--- Start TEXT EXCERPT ---

Spark context available as sc.
SQL context available as sqlContext.
Using GraphX to Build a Bipartite Graph
Like many popular graph processing libraries, GraphX represents a graph as a property graph. This is a class defined as
class Graph[VD, ED] {
val vertices: VertexRDD[VD]
val edges: EdgeRDD[ED,VD]
}
VD and ED here are Scala-type parameters of the classes VertexRDD, EdgeRDD, and Graph. These type parameters can be primitive types such as String or Int, but they can also be user-defined classes. See the following schematic definition of VertexRDD (from the offial Spark documentation).
class VertexRDD[VD] extends RDD[(VertexID, VD)] {
// Filter the vertex set but preserves the internal index
def filter(pred: Tuple2[VertexId, VD] => Boolean): VertexRDD[VD]
// Transform the values without changing the ids (preserves the internal index)

--- End TEXT EXCERPT ---
--- Start DATA SECTION ---

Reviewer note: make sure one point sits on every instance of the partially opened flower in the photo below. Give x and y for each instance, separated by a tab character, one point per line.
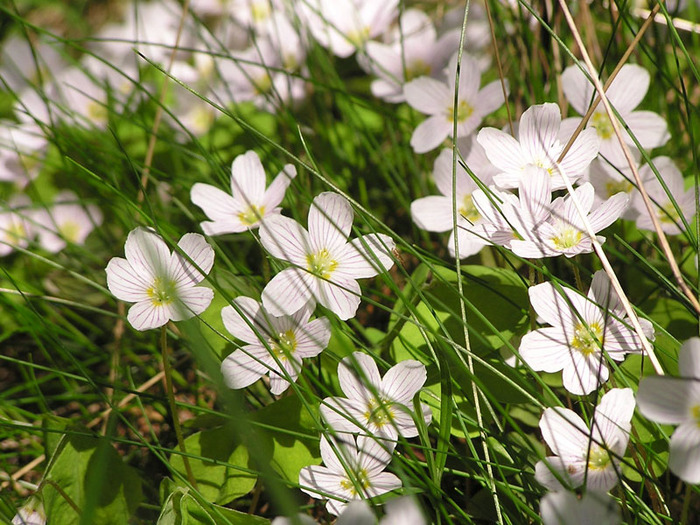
162	284
676	401
325	266
65	222
539	143
625	93
434	213
353	470
378	406
583	455
580	331
670	215
435	98
276	345
593	508
249	203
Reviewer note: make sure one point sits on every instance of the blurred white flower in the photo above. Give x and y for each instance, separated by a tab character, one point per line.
354	469
676	401
162	284
249	203
382	407
276	345
325	267
584	456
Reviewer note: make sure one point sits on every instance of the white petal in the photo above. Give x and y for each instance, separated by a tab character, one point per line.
285	239
198	250
430	133
245	366
125	283
330	221
146	315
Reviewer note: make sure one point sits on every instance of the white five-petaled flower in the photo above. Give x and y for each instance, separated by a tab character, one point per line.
162	284
250	202
378	406
353	470
434	213
593	508
676	401
436	99
581	328
662	200
65	222
539	143
276	345
625	94
582	455
325	266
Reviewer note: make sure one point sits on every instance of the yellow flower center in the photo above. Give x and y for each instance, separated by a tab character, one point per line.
321	264
598	458
587	338
361	480
468	210
162	292
567	237
284	345
601	122
69	230
251	215
464	111
417	68
379	412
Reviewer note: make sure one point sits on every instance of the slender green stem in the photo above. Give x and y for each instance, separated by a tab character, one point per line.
173	409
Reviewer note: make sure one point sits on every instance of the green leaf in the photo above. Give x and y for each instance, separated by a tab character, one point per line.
222	474
89	474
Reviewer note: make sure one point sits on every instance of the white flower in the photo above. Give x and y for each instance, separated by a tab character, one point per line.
434	213
625	93
582	455
539	143
378	406
66	221
416	52
593	508
342	26
162	284
666	212
276	345
580	329
15	228
676	401
353	470
436	99
325	266
249	203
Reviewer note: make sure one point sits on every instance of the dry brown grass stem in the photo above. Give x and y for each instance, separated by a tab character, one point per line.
631	314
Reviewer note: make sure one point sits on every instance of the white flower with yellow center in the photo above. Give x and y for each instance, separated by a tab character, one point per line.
249	203
434	213
374	405
581	329
353	470
325	267
66	222
676	401
625	93
583	455
161	283
436	99
276	345
539	144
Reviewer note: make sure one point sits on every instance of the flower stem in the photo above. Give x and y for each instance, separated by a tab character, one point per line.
171	401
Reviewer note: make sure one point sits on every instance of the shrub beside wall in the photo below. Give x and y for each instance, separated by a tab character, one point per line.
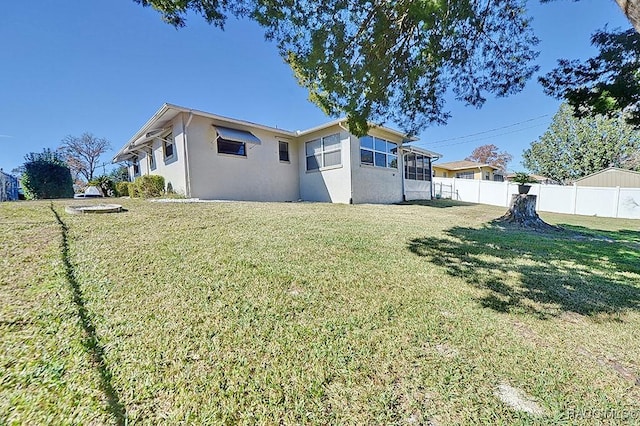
147	186
122	188
46	176
106	184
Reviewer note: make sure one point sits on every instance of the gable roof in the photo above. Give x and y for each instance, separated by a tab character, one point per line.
461	165
167	112
610	170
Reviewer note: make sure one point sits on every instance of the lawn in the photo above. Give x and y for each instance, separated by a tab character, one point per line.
301	313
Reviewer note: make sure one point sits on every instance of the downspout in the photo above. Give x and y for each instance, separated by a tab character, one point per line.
401	155
187	173
350	165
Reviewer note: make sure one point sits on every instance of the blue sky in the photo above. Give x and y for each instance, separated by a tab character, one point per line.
105	67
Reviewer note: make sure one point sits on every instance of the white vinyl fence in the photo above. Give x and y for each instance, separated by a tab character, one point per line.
583	200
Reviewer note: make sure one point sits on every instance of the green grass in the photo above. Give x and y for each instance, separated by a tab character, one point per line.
299	313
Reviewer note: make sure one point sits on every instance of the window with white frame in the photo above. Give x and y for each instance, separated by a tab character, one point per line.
323	152
168	147
152	160
465	175
283	148
417	167
378	152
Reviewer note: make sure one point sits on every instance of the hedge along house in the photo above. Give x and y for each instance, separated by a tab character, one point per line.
207	156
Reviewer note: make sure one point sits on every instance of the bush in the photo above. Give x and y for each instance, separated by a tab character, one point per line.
149	186
46	176
122	188
106	184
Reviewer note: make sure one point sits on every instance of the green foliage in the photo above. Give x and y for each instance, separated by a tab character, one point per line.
120	174
523	178
149	186
575	147
605	84
105	183
381	60
46	175
122	188
488	154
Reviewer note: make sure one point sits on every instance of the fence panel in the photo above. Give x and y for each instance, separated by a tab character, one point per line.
589	201
629	203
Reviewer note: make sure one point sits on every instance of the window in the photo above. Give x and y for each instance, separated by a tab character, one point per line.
231	147
465	175
378	152
152	160
417	167
283	147
323	152
168	146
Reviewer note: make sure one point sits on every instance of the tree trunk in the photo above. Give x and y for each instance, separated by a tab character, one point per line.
522	213
631	8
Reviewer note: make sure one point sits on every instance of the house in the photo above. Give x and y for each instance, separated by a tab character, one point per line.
207	156
539	178
467	170
611	178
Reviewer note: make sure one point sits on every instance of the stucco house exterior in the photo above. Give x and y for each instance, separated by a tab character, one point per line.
467	170
207	156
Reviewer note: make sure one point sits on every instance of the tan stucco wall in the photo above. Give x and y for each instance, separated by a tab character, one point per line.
171	169
260	176
326	185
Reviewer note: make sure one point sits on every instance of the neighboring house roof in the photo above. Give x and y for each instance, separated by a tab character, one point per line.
461	165
536	177
611	177
168	112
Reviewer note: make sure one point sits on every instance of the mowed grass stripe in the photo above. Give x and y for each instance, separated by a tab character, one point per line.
268	313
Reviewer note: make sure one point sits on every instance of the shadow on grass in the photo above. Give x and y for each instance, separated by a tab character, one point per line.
437	203
538	273
623	235
90	341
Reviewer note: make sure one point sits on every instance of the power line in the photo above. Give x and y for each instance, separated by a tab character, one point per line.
489	131
491	136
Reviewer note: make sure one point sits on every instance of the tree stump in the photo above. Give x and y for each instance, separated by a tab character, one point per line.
522	213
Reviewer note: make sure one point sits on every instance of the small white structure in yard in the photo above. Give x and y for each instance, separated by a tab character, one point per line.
611	177
207	156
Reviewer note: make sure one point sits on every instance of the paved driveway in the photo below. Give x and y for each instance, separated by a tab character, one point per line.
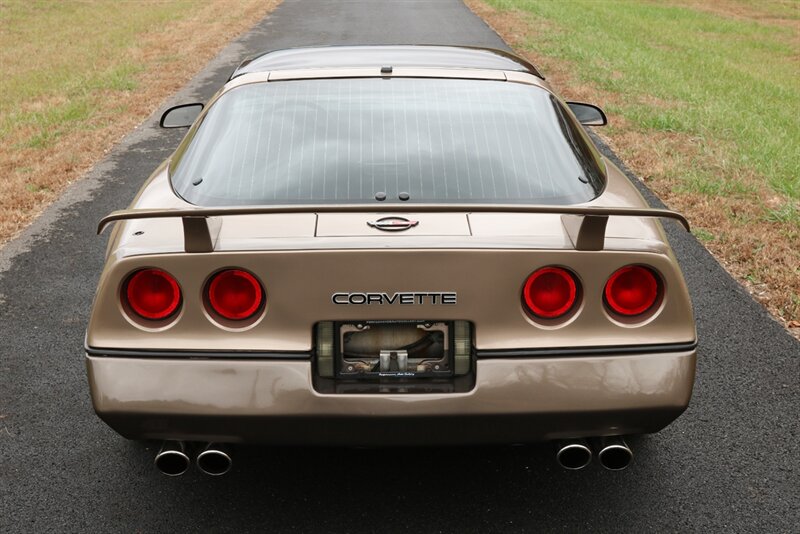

--- End DATA SECTION ---

**STATED GOAL A**
In the GraphX excerpt, what kind of graph does GraphX use to represent a graph?
**STATED GOAL B**
Please transcribe the GraphX excerpt starting at "class VertexRDD[VD] extends" and ending at "the internal index)".

**CORRECT ANSWER A**
A property graph.

**CORRECT ANSWER B**
class VertexRDD[VD] extends RDD[(VertexID, VD)] {
// Filter the vertex set but preserves the internal index
def filter(pred: Tuple2[VertexId, VD] => Boolean): VertexRDD[VD]
// Transform the values without changing the ids (preserves the internal index)